Short exercise ▸
Transcribe only the part of the listing below that begins at the line containing "of the industrial" and runs to its final line, keeping both ends.

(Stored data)
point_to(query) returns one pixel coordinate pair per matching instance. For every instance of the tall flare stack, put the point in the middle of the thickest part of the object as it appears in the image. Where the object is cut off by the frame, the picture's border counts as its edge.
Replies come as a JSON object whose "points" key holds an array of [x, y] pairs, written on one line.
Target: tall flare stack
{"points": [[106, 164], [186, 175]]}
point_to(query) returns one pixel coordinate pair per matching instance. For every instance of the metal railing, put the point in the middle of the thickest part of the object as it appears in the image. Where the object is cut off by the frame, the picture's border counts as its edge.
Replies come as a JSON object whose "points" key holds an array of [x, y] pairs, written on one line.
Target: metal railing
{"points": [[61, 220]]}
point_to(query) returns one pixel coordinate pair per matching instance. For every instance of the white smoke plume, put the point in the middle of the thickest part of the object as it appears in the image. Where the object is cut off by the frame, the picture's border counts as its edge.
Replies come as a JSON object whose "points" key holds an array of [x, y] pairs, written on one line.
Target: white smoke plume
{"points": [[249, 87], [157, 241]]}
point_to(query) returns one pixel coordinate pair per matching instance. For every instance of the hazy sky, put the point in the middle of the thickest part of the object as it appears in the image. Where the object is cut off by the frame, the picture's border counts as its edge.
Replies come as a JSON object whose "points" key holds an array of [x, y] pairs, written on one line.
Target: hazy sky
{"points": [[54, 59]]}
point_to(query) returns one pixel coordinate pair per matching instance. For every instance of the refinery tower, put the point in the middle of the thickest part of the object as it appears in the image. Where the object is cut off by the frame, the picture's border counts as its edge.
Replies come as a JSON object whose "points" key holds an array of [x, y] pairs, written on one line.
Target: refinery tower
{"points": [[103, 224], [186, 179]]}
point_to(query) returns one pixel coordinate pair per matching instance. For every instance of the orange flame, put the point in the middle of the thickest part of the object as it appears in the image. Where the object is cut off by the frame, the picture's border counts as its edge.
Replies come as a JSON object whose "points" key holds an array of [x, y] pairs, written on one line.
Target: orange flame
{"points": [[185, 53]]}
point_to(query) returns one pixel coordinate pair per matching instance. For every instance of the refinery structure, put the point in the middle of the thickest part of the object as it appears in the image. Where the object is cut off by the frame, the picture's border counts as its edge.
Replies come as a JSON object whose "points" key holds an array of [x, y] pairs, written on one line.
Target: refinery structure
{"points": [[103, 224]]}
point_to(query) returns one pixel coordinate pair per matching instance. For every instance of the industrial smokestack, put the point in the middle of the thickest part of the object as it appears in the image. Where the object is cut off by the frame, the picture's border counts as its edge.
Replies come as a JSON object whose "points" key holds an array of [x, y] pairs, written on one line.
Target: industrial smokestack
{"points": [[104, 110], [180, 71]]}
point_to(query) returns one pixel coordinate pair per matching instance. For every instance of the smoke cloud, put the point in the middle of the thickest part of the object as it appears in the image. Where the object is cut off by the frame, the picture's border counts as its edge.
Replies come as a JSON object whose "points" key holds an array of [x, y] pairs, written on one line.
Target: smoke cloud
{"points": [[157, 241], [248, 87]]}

Task result ▸
point_to(query) returns one pixel coordinate pair per matching instance. For every instance of the industrial smokestack, put the point in the middle of the thickest part of the object as it appears in the image. Where the object is cut off by the frame, the picture's border counts as its edge.
Replies come as a JSON object whose "points" key holds an array of [x, y] pairs, written on one line.
Target: industrial smokestack
{"points": [[104, 110], [180, 71]]}
point_to(query) returns one pixel coordinate pair per matching instance. For every instance of the smoke cloud, put the point in the middle of the thickest part of the object as it appears in the image. Where the object is cut off by the frame, the picture's border counts as its edge.
Replies come as a JSON object whose "points" key holds an array of [x, y] pairs, written on one line.
Target: smoke cloud
{"points": [[157, 241], [248, 87]]}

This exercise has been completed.